## Trecho de origem

▼

A hipoteca é modalidade de garantia já utilizada em operações de financiamento. Segundo a nova sistemática, contudo, as hipotecas celebradas com pessoas físicas no âmbito do SFI podem ser constituídas através de escritura particular (art. 38), o que elimina os custos anteriormente associados à lavratura de instrumentos públicos.

A lei prevê ainda a cessão fiduciária de recebíveis imobiliários, através da qual o financiamento é garantido pela transferência efetiva de créditos ao financiador, que se torna desde logo seu proprietário, assumindo a obrigação de restituí-los assim que a dívida seja paga.

Nas cessões fiduciárias de recebíveis imobiliários fica dispensada a notificação dos devedores (art. 35). A dispensa de notificação, entretanto, tem por efeito apenas afastar a possibilidade de oposição de ex-ceções que os devedores eventualmente tenham contra o credor original (v.g. compensação). Não há, portanto, prejuízo ao devedor de boa-fé que, ausente a notificação, continue pagando ao antigo credor (cedente).

A título de comparação da cessão fiduciária com a caução de recebíveis, note-se que nesta última hipótese aplicam-se as regras gerais do penhor. A titularidade dos recebíveis não se transfere ao financiador, mas constitui direito real de garantia sobre o crédito caucionado. Exige-se a notificação do devedor para que a caução tenha efeito em relação ao mesmo, devendo o instrumento constitutivo da caução ser registrado em cartório de registro de títulos e documentos para ser oponível contra terceiros. Em caso de inadimplemento do financiado, não pode o financiador reter os créditos caucionados, devendo executá-los judicialmente (art. 765 do Código Civil).

▲

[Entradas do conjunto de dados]

▼

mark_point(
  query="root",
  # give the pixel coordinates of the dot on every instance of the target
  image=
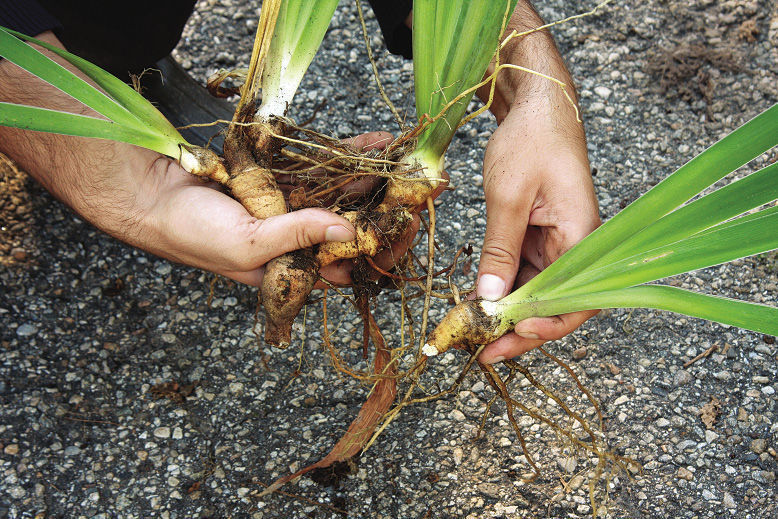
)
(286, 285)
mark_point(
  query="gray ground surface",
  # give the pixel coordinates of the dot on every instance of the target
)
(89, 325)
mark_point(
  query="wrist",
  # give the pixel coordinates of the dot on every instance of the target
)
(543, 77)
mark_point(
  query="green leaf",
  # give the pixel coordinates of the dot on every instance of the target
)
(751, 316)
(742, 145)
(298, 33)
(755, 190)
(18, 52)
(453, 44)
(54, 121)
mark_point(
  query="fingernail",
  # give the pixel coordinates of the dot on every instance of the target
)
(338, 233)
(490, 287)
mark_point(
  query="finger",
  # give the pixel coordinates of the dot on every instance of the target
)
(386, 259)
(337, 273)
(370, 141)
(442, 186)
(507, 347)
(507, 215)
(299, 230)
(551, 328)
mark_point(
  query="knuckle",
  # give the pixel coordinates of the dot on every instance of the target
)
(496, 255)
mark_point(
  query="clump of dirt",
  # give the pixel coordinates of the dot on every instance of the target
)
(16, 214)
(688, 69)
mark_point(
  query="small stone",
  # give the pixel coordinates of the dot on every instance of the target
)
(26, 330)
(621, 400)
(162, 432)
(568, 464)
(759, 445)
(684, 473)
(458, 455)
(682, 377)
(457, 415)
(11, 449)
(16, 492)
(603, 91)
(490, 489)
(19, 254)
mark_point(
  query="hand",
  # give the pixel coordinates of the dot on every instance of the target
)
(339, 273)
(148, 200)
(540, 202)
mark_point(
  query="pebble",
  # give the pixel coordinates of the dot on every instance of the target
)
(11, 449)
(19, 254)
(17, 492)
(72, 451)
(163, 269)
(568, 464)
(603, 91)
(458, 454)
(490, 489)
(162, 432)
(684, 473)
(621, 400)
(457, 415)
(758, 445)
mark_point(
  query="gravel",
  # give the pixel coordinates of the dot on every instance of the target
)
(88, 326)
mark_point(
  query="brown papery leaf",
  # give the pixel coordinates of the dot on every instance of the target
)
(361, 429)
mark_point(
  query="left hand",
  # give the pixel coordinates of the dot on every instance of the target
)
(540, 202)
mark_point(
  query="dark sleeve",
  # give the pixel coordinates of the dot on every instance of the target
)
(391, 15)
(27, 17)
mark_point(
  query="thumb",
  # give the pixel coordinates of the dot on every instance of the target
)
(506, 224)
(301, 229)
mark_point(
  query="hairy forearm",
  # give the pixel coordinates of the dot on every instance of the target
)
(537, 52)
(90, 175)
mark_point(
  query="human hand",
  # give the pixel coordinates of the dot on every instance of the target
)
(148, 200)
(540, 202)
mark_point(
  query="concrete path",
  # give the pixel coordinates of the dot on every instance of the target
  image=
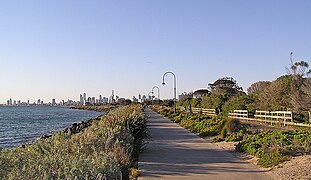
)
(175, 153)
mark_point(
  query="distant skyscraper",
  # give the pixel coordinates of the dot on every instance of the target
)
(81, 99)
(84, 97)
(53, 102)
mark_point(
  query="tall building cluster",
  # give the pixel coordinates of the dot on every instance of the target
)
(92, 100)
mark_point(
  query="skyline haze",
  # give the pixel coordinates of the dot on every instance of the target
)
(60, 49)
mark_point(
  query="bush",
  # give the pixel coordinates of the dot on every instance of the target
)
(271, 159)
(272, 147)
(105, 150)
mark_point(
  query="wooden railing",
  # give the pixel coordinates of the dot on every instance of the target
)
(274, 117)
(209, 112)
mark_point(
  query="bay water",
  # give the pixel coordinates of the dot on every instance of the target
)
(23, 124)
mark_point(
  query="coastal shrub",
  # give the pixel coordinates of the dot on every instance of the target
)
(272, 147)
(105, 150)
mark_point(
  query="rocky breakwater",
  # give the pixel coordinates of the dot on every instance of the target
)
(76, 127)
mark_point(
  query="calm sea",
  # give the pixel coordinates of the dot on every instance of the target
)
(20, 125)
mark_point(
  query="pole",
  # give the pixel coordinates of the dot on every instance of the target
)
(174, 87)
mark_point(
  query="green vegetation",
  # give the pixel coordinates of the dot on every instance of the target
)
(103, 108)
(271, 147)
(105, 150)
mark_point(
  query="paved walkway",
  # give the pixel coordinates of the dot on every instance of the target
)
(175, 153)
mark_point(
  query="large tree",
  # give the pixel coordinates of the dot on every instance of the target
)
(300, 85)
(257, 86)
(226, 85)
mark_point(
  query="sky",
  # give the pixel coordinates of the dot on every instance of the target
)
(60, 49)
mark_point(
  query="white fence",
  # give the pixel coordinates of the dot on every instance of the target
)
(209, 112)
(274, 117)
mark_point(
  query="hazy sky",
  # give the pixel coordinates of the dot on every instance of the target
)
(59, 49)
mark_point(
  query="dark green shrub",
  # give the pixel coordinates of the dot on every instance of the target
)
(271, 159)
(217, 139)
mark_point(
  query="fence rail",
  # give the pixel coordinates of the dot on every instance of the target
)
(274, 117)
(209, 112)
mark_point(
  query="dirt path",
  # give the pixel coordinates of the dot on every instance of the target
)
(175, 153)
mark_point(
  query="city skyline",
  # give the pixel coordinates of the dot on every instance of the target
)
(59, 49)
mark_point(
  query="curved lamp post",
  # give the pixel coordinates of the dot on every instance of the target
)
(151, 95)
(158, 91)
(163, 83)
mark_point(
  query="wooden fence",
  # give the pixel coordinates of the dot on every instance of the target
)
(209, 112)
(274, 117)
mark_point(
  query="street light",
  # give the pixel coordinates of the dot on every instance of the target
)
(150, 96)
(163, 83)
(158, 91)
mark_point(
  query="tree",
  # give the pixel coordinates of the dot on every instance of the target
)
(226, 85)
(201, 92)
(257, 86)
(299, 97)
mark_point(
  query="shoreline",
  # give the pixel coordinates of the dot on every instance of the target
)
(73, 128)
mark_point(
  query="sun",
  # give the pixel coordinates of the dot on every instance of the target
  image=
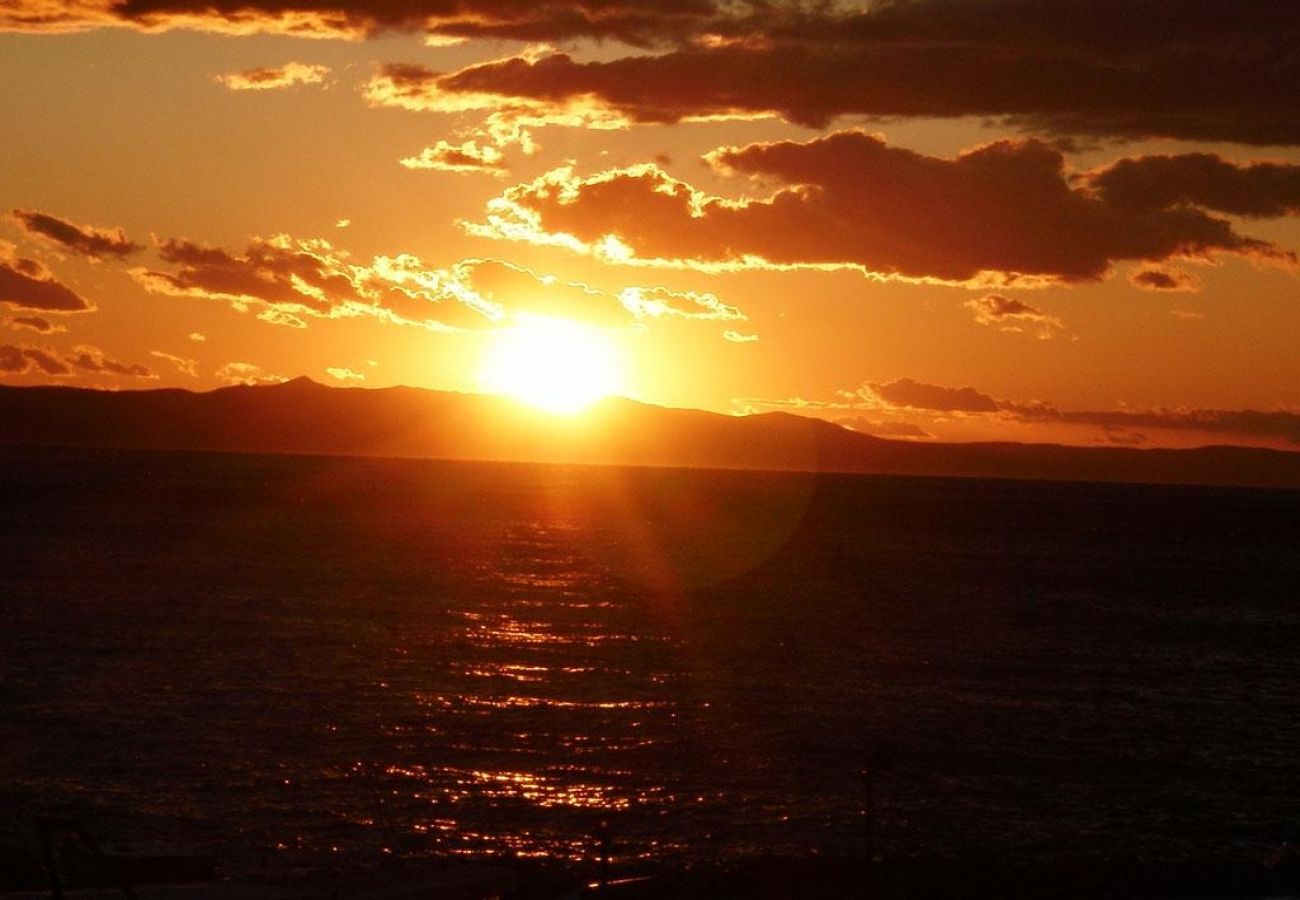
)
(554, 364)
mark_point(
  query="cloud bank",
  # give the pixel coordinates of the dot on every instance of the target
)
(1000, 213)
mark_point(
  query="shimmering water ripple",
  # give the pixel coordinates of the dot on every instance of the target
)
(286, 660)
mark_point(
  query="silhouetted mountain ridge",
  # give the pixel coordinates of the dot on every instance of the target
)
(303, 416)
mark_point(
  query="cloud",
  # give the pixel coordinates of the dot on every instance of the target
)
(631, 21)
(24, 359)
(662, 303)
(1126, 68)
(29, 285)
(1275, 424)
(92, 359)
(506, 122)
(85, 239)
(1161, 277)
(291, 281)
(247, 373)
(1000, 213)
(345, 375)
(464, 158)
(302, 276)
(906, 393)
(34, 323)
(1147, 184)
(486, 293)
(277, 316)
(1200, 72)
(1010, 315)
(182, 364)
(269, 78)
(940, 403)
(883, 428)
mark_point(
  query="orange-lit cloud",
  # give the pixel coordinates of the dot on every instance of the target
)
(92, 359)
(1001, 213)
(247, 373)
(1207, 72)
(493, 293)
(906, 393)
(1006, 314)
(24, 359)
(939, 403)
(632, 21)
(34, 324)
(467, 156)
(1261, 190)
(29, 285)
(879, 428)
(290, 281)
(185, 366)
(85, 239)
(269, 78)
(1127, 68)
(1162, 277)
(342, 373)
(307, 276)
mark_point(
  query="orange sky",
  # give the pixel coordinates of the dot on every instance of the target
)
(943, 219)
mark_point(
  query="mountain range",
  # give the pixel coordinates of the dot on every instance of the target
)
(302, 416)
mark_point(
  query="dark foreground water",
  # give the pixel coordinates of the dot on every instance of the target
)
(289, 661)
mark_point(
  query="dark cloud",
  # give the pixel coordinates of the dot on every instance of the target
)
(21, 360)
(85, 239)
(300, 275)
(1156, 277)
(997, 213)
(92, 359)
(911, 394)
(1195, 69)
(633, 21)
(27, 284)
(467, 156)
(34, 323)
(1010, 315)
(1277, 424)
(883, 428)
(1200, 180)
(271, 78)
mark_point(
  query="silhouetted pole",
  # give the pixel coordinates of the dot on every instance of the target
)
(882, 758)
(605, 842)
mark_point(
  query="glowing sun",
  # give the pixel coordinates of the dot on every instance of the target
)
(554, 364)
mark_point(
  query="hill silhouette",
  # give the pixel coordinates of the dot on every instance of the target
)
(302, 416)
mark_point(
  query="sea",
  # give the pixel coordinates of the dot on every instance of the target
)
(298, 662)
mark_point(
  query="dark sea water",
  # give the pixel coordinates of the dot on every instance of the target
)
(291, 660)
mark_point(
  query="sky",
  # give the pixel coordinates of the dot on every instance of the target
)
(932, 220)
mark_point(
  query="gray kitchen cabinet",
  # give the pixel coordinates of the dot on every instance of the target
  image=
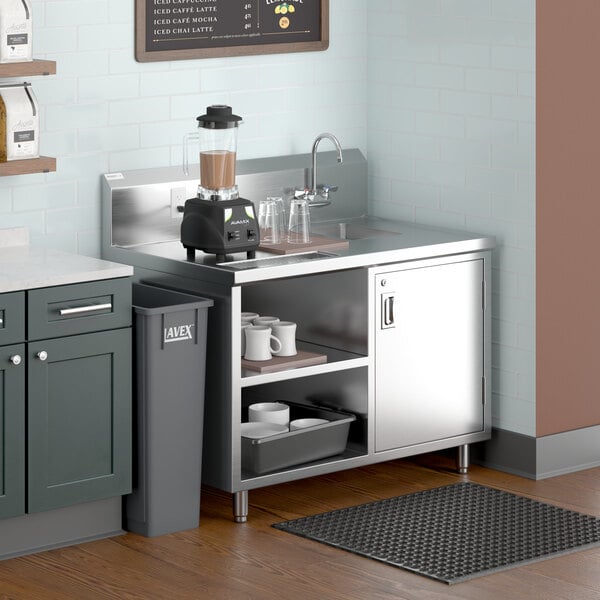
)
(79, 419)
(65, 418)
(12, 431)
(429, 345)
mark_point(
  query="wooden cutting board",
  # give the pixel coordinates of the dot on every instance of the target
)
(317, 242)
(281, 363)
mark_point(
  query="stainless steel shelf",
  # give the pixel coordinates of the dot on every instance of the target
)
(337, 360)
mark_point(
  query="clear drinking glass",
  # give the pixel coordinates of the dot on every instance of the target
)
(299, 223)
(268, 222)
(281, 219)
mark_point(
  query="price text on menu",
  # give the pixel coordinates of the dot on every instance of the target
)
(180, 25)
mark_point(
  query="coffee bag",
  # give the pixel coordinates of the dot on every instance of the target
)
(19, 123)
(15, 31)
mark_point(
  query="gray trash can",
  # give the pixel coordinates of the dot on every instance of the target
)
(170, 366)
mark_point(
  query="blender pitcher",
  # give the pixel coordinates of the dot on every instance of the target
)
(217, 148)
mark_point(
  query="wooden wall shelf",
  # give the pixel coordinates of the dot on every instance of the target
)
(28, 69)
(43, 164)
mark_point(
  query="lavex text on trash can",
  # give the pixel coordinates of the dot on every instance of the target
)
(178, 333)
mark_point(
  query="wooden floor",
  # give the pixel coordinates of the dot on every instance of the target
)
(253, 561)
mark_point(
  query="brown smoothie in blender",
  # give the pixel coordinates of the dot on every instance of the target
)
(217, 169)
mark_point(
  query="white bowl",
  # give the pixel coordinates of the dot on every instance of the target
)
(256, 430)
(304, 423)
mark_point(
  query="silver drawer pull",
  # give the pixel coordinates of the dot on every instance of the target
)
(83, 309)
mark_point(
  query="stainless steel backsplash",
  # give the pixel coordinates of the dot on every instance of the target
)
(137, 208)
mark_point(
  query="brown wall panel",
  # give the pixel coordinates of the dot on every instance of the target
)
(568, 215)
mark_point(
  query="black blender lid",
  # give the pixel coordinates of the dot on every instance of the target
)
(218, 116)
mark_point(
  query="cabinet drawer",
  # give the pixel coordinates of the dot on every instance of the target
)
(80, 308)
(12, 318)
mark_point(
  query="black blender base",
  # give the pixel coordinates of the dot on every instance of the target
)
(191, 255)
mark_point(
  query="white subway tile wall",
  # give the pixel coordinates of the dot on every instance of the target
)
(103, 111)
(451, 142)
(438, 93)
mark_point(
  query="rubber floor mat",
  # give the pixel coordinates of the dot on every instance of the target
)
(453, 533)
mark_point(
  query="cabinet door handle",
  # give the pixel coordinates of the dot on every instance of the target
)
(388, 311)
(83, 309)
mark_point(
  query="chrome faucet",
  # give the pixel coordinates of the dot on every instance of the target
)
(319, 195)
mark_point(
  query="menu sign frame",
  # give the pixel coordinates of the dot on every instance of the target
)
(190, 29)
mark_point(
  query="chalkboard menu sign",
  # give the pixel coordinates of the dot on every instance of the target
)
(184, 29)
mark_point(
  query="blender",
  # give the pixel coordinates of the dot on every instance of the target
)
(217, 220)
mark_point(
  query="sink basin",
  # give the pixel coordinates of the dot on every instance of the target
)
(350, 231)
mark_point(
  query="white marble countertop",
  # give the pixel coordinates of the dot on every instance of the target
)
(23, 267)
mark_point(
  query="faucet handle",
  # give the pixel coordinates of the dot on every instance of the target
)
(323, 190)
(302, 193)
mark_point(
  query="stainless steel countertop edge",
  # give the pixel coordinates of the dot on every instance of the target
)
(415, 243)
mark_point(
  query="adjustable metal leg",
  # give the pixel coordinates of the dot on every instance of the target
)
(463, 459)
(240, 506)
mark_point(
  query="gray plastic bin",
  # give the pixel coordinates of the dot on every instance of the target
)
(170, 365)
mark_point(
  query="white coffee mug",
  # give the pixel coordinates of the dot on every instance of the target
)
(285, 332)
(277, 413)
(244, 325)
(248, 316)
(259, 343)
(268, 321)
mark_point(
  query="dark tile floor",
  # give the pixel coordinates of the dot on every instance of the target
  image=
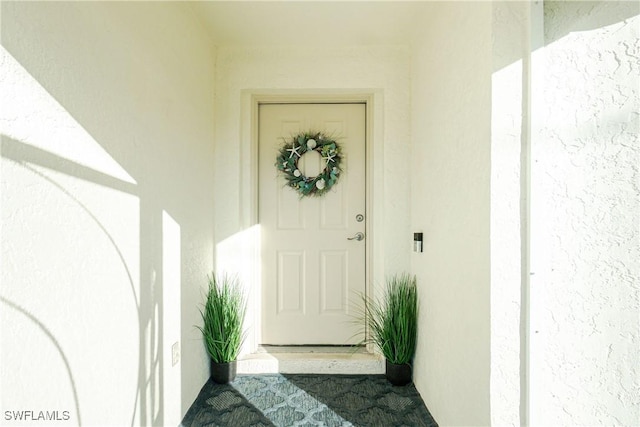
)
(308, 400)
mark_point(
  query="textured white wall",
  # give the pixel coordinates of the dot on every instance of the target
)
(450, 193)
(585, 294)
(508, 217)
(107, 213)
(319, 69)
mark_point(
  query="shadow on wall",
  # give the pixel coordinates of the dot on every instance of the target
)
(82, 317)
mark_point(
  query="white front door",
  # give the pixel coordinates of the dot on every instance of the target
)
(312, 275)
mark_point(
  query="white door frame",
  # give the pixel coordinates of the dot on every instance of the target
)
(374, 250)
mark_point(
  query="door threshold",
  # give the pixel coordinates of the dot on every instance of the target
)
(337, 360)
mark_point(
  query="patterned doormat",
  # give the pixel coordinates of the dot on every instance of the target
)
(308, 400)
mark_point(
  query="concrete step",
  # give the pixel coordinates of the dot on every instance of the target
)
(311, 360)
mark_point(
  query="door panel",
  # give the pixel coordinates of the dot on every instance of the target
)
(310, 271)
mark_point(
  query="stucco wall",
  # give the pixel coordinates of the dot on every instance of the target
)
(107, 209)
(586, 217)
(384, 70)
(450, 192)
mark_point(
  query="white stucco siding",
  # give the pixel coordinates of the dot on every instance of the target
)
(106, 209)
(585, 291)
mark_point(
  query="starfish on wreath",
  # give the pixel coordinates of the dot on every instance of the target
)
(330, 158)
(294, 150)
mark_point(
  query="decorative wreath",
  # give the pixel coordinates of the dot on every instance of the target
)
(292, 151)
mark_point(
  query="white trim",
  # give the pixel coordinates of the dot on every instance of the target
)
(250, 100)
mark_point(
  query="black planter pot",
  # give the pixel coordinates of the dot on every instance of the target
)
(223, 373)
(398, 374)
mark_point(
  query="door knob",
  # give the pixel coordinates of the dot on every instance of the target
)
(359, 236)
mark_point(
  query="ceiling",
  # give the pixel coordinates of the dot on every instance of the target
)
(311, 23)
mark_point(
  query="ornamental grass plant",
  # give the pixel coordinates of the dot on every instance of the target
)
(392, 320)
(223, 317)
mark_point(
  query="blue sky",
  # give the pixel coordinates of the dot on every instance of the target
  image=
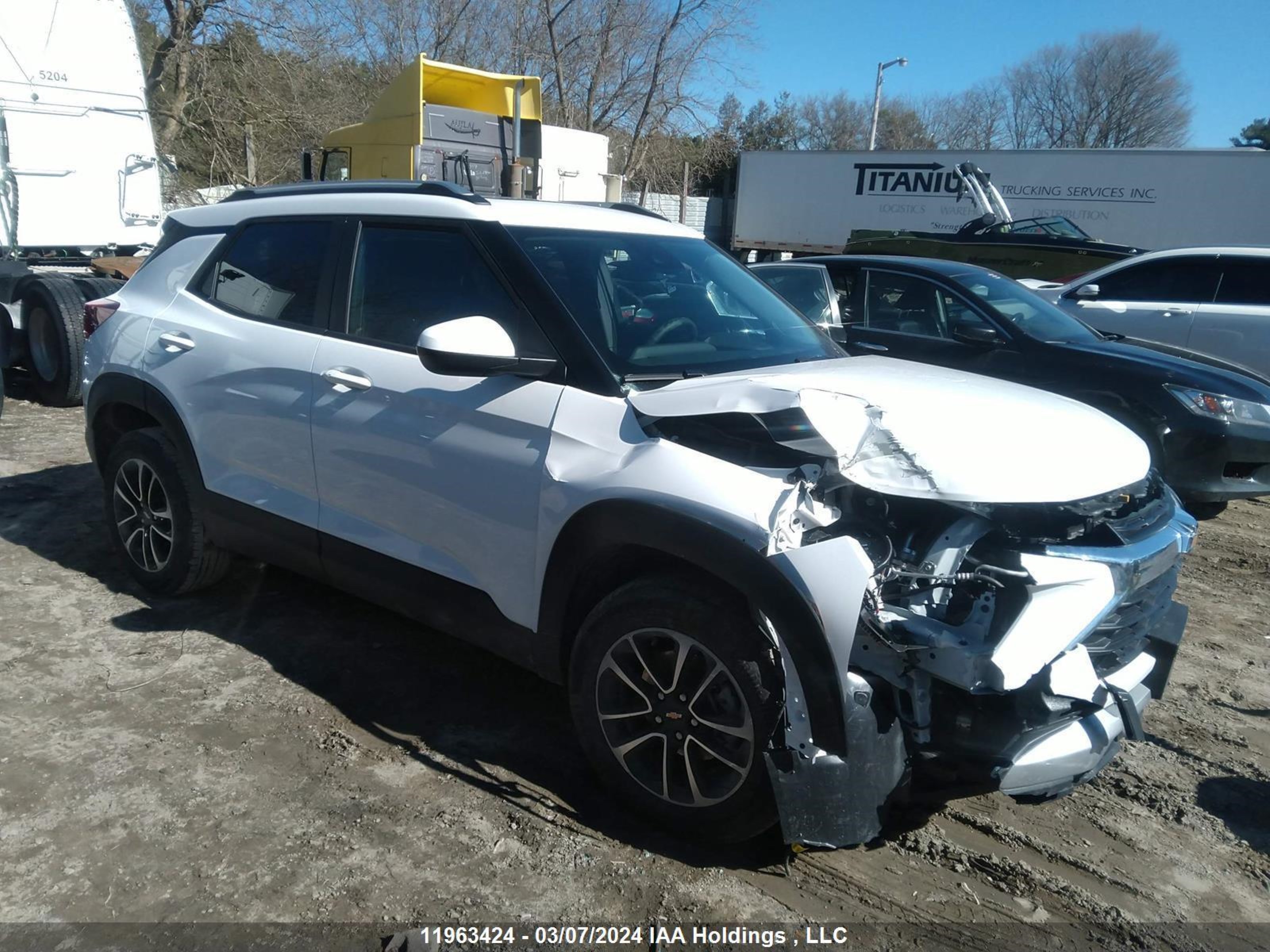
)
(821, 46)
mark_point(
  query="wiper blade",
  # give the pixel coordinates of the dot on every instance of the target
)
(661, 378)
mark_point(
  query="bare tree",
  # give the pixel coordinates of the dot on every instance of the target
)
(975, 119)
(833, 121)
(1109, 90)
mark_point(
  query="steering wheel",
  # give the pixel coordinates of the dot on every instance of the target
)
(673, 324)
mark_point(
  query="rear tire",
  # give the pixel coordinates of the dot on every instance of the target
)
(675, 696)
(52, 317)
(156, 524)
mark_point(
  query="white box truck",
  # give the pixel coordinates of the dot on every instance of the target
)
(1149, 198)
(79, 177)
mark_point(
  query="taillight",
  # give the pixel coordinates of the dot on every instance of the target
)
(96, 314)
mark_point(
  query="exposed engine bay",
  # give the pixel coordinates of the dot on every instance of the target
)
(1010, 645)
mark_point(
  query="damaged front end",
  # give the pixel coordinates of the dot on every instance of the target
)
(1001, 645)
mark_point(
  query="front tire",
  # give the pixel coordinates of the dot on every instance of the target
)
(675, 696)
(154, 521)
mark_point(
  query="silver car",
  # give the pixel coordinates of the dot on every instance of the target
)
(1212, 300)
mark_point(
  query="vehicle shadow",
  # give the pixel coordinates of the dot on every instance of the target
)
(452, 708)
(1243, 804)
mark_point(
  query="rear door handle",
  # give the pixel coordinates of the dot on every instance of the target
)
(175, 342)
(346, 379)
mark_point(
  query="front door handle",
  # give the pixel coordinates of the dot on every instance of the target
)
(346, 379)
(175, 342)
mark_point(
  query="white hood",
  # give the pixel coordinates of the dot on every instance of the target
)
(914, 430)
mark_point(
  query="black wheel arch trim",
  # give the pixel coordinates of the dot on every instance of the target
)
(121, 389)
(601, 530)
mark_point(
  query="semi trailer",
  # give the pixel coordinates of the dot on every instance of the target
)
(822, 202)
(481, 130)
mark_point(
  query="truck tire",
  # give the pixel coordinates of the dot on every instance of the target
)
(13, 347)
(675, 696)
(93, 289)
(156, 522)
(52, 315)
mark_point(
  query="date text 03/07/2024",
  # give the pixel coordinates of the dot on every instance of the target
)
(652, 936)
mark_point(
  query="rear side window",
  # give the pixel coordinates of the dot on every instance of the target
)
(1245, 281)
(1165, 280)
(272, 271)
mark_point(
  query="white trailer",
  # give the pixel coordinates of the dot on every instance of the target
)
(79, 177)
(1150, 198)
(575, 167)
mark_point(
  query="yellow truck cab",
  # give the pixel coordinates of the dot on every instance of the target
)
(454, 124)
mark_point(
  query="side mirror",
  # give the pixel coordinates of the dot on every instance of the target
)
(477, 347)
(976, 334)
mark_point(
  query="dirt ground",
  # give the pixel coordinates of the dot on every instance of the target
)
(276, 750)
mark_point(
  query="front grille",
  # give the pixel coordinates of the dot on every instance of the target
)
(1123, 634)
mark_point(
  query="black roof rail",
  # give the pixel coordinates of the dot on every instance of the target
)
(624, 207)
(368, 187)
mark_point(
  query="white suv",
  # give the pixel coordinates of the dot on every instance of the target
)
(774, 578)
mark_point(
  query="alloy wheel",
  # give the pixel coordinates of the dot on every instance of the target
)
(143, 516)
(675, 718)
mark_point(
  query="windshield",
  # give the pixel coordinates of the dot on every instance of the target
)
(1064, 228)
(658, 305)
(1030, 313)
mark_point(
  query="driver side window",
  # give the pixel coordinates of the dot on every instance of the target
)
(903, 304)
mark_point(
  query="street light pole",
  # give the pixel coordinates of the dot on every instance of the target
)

▲

## Exercício proposto A
Repita o trecho sobre hipoteca e cessão fiduciária de recebíveis inteiro, sem mudar nada.
## Exercício proposto B
Mostre cada linha das entradas em que aparece a palavra "steel", levando em conta maiúsculas e minúsculas.
As entradas não têm nenhuma relação com o trecho.

## Resultado da tarefa A
A hipoteca é modalidade de garantia já utilizada em operações de financiamento. Segundo a nova sistemática, contudo, as hipotecas celebradas com pessoas físicas no âmbito do SFI podem ser constituídas através de escritura particular (art. 38), o que elimina os custos anteriormente associados à lavratura de instrumentos públicos.

A lei prevê ainda a cessão fiduciária de recebíveis imobiliários, através da qual o financiamento é garantido pela transferência efetiva de créditos ao financiador, que se torna desde logo seu proprietário, assumindo a obrigação de restituí-los assim que a dívida seja paga.

Nas cessões fiduciárias de recebíveis imobiliários fica dispensada a notificação dos devedores (art. 35). A dispensa de notificação, entretanto, tem por efeito apenas afastar a possibilidade de oposição de ex-ceções que os devedores eventualmente tenham contra o credor original (v.g. compensação). Não há, portanto, prejuízo ao devedor de boa-fé que, ausente a notificação, continue pagando ao antigo credor (cedente).

A título de comparação da cessão fiduciária com a caução de recebíveis, note-se que nesta última hipótese aplicam-se as regras gerais do penhor. A titularidade dos recebíveis não se transfere ao financiador, mas constitui direito real de garantia sobre o crédito caucionado. Exige-se a notificação do devedor para que a caução tenha efeito em relação ao mesmo, devendo o instrumento constitutivo da caução ser registrado em cartório de registro de títulos e documentos para ser oponível contra terceiros. Em caso de inadimplemento do financiado, não pode o financiador reter os créditos caucionados, devendo executá-los judicialmente (art. 765 do Código Civil).

## Resultado da tarefa B
  query="stainless steel shelf",
  query="stainless steel backsplash",
  query="stainless steel countertop edge",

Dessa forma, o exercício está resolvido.